● **EXERCISE AIM**
Please copy the data exactly as it stands, minus the images.

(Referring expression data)
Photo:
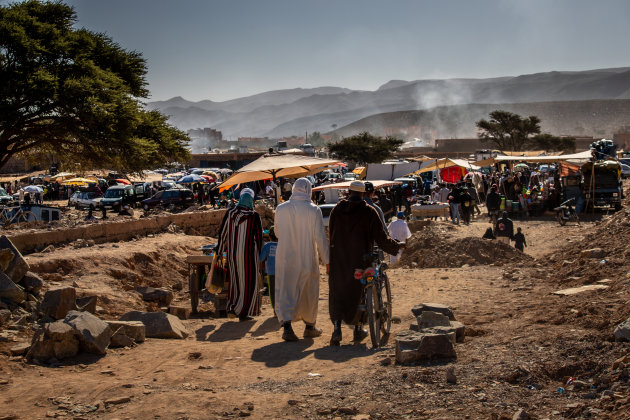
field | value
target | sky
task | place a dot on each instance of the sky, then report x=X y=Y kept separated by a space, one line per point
x=225 y=49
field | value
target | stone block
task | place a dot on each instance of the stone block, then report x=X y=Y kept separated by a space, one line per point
x=433 y=307
x=93 y=333
x=158 y=324
x=58 y=302
x=127 y=333
x=18 y=266
x=181 y=312
x=414 y=347
x=152 y=294
x=54 y=340
x=87 y=304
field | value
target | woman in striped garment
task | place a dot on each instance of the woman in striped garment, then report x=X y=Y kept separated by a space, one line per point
x=240 y=238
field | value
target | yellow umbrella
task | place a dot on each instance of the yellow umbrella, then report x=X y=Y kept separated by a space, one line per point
x=78 y=181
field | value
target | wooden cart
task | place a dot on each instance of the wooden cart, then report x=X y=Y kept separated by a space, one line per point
x=198 y=268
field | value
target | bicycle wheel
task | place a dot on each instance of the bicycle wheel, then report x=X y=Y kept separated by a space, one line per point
x=371 y=302
x=385 y=305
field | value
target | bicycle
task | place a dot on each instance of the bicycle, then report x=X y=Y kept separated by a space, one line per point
x=376 y=300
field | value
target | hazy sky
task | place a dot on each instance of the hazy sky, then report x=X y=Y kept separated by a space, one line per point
x=224 y=49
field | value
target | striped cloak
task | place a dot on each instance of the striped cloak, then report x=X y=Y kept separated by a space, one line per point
x=240 y=237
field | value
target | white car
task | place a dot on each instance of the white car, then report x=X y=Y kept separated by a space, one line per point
x=84 y=199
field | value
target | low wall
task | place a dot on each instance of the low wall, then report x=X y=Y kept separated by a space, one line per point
x=202 y=222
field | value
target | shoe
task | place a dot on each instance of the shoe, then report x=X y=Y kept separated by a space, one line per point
x=359 y=334
x=335 y=339
x=312 y=332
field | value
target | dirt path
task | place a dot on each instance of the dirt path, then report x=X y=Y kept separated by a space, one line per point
x=517 y=338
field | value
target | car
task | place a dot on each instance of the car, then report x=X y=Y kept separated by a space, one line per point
x=326 y=209
x=84 y=199
x=170 y=199
x=5 y=198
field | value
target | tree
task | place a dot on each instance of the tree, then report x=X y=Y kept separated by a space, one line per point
x=365 y=148
x=75 y=93
x=508 y=131
x=553 y=143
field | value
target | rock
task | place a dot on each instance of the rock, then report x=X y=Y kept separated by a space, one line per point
x=87 y=304
x=32 y=282
x=10 y=290
x=158 y=324
x=20 y=349
x=127 y=333
x=54 y=340
x=93 y=333
x=622 y=331
x=520 y=415
x=5 y=317
x=451 y=378
x=18 y=266
x=429 y=319
x=151 y=294
x=434 y=307
x=58 y=302
x=412 y=347
x=181 y=312
x=593 y=253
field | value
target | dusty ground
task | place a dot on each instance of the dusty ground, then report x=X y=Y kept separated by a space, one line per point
x=522 y=344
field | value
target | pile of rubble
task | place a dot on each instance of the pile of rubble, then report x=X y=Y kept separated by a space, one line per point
x=433 y=336
x=428 y=248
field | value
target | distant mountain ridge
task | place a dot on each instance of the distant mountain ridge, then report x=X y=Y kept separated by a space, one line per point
x=294 y=111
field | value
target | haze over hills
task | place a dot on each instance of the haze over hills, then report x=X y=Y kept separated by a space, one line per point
x=294 y=111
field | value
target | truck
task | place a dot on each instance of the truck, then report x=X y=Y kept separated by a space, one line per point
x=602 y=188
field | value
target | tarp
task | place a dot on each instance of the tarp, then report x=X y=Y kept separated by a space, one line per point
x=447 y=163
x=391 y=171
x=345 y=185
x=277 y=165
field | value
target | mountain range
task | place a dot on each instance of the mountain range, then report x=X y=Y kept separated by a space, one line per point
x=294 y=111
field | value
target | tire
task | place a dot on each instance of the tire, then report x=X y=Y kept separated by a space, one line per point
x=371 y=300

● **RESPONSE**
Photo:
field | value
target | sky
task | place a dot on each instance of the sky, then report x=X y=Y kept separated by a space, one line per point
x=225 y=49
field | value
target | stone block
task | place a dot on each instance of the stone block, then report x=X y=Y kept separated by a space, one line per point
x=433 y=307
x=93 y=333
x=158 y=324
x=58 y=302
x=127 y=333
x=18 y=266
x=181 y=312
x=414 y=347
x=152 y=294
x=54 y=340
x=87 y=304
field | value
target | woman in striped garment
task | place a dot on each instance of the woman in striped garment, then report x=X y=Y kept separated by a space, one line per point
x=240 y=238
field | value
target | yellow umbrella
task | place a dot on each instance of the yellow umbrella, then report x=X y=Y kept separated by a space, one line per point
x=78 y=181
field | value
target | wooden cart
task | place a dot on each instance of the wooden cart, then report x=X y=Y kept separated by a space, one line per point
x=198 y=268
field | value
target | bicycle wheel
task | place a dot on each instance of the bicycle wheel, then report x=X y=Y kept separated by a space, one line per point
x=371 y=302
x=385 y=305
field | value
target | bicycle
task | place a dot on each instance of the bicycle, then report x=X y=Y kept separated by a space, one line per point
x=376 y=300
field | value
target | hazy sky
task | place a dot on each instance of the hazy sky, then report x=X y=Y kept separated by a space, one line per point
x=224 y=49
field | value
target | striped cloak
task | place a dot on each instance of the striped cloak, then report x=X y=Y kept separated by a space, one line per point
x=240 y=237
field | value
target | white car
task | place a dot on each instance of the white car, then report x=X y=Y kept separated by a space, one line per point
x=84 y=199
field | value
target | low wall
task | place a dot on each instance of the low wall, then report x=X y=Y kept separated by a space, one line per point
x=202 y=222
field | value
target | shoe
task | place a dot on each instance of the shoe, then report x=X y=Y kept separated by a space, one line per point
x=359 y=334
x=335 y=339
x=312 y=332
field | value
target | dirt path
task | place a dot on each instance of the dirt path, then report x=X y=Y kept separated by a space, one line per point
x=517 y=338
field | value
target | car
task | place a dot on each instance of the car, then report x=X y=Y kept separated by a space, one line per point
x=326 y=209
x=84 y=199
x=170 y=199
x=5 y=198
field | value
target | tree
task | place a dot on each instance of the tree, then report x=X y=Y kept separated by a space, one line per point
x=365 y=148
x=75 y=93
x=508 y=131
x=553 y=143
field | value
target | rock
task | place a dot on each instance of the rock, then report x=X y=Y kept separated by a space, one line per point
x=87 y=304
x=32 y=282
x=10 y=290
x=158 y=324
x=20 y=349
x=127 y=333
x=54 y=340
x=93 y=333
x=622 y=331
x=520 y=415
x=5 y=317
x=451 y=378
x=18 y=266
x=429 y=319
x=151 y=294
x=434 y=307
x=58 y=302
x=412 y=347
x=181 y=312
x=593 y=253
field | value
target | dusty ground
task | place a dot on each instance of the dusty ground, then report x=X y=Y kept separated by a space, one line per point
x=522 y=344
field | value
target | pile of rubble
task | place a dot on each instance of the pile of rubble, then report x=X y=Y kept separated by a space, one line per point
x=433 y=336
x=428 y=248
field | value
target | distant mountain ridge
task | place a dot on each instance of the distant mountain ridge, then report x=X y=Y kept separated by a space, one line per point
x=294 y=111
field | value
target | haze over hills
task | place a dot on each instance of the haze over hills, then report x=X y=Y kept separated by a space, one line per point
x=294 y=111
field | value
target | truck
task | place a dot on each instance of the truck, then report x=X y=Y kept separated by a space, one line per point
x=602 y=188
field | value
target | tarp
task | place a dot on each instance of the tarp, then report x=X y=Y kept separated by a space, one line per point
x=447 y=163
x=391 y=171
x=345 y=185
x=277 y=165
field | value
target | mountain range
task | place a dot on each instance of the mountain range, then report x=X y=Y kept separated by a space, one line per point
x=294 y=111
field | value
target | tire
task | place a dot on each instance of the tire, then report x=X y=Y kept separated by a space, one line per point
x=371 y=300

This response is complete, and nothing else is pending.